▶ Quoted passage:
##########
Materials: Round black-grey, anthracite, cast iron base. Plastic and rubber rods, tubes, metal inside. Elongated round Lampshade. Aluminium reflector. Porcelain G4 socket. Flexible revolving light, rotatable in all possible directions.

Lampshade: 21 x 10 cm / 8.26 x 3.93”

Max Height: 110 cm / 43.30”

Base: ∅ 24 cm / 9.44”

Electricity: 1 bulb G4 Halogen, 1 x 50 watt maximum, 12 volt/220 volt.
Any type of light bulb can be used, not a specific one preferred.

Period: 1980s, 1990s.

Designer: Stephan Copeland in 1989.

Manufacturer: Arteluce, Milan, Italy.

Other versions: The Arteluce Tango desk lamp exists with a blue lampshade and was made in grey and grey with white. These lamps have an external transformer that produces both 6 and 12 volts. The switch can thus be set to 3 positions. Low, high and off. It appears in FLOS catalogues until at least 1999.

Stephan Copeland

Stephan Copeland was born in Montreal, Canada in 1960 from Irish parents and currently works in New York. Copeland has won several awards and been wildly published and exhibited for design innovation. He designed for FLOS, Knoll, Herman Miller, NASA and many more.

Text from his website about the lamp: “The Tango Lamp has received several international awards. With applications from the World Bank‘s Paris headquarters to James Bond films, Tango’s fluid functionality is unique among desk lamps.”
##########
▶ Data listing:
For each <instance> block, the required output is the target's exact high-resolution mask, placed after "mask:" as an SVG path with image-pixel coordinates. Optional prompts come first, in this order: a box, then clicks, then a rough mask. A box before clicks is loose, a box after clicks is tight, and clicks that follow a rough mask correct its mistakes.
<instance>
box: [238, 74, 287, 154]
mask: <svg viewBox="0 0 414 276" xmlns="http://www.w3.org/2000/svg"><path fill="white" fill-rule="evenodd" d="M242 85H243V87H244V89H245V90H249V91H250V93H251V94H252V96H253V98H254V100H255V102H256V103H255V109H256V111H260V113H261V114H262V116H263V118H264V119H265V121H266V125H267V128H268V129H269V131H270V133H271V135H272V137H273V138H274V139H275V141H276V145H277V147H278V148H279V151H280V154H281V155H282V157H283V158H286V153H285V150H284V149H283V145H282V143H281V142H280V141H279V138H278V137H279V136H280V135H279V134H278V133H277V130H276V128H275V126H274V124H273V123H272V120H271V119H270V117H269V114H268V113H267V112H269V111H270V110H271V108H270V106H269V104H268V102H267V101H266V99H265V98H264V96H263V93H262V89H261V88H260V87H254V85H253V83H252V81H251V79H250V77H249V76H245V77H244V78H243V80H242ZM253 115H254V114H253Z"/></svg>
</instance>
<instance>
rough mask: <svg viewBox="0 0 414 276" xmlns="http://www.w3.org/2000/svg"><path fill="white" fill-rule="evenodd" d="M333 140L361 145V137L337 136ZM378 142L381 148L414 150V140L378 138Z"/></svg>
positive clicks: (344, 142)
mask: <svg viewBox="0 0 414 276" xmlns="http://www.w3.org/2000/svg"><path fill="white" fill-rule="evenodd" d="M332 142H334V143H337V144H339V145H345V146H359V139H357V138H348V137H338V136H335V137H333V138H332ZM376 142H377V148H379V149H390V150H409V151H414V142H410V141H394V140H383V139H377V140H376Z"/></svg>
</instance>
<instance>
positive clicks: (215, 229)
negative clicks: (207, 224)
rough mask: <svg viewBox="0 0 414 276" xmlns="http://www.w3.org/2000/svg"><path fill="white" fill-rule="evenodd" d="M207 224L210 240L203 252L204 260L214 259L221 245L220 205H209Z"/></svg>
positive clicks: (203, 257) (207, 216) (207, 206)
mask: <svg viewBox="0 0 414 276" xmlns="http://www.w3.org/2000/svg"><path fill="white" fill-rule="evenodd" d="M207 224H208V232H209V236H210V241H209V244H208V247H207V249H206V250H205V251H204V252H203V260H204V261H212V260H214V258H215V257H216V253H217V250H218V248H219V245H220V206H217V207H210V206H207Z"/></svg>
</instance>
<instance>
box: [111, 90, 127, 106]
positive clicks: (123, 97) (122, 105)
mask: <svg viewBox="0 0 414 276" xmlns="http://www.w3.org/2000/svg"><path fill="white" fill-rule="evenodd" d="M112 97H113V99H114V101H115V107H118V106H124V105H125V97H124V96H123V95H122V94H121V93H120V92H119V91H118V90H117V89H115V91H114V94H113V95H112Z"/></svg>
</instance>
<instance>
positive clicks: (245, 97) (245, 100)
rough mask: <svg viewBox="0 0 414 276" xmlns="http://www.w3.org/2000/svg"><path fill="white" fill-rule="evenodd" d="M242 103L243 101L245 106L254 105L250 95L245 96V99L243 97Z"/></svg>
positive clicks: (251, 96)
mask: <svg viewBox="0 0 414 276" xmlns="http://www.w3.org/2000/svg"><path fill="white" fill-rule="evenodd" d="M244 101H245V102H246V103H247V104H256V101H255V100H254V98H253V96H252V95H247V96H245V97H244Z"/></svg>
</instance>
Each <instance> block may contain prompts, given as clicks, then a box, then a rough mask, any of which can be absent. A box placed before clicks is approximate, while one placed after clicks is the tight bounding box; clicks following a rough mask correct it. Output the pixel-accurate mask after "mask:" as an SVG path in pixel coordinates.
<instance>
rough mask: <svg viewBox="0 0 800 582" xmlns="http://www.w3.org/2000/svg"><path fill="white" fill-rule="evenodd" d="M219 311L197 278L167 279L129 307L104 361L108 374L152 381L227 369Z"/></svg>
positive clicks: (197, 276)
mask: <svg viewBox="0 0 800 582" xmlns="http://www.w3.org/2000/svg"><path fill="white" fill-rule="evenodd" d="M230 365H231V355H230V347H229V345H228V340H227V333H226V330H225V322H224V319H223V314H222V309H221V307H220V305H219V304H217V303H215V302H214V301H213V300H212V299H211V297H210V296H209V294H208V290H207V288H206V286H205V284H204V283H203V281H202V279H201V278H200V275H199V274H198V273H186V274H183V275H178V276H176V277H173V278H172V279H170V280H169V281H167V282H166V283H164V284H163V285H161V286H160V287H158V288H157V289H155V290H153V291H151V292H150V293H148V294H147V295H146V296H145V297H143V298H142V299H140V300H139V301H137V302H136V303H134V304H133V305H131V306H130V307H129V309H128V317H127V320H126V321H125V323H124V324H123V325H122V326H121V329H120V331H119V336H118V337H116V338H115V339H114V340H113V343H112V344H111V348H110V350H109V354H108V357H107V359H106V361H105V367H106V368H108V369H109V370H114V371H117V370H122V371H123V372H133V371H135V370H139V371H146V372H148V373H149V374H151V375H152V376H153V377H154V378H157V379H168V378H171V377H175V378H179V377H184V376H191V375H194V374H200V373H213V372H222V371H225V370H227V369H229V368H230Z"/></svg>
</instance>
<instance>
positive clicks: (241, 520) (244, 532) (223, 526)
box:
##########
▶ Task description:
In the Tango lamp description, how would you put "These lamps have an external transformer that produces both 6 and 12 volts." into French?

▶ Written solution:
Ces lampes ont un transformateur externe qui produit à la fois 6 et 12 volts.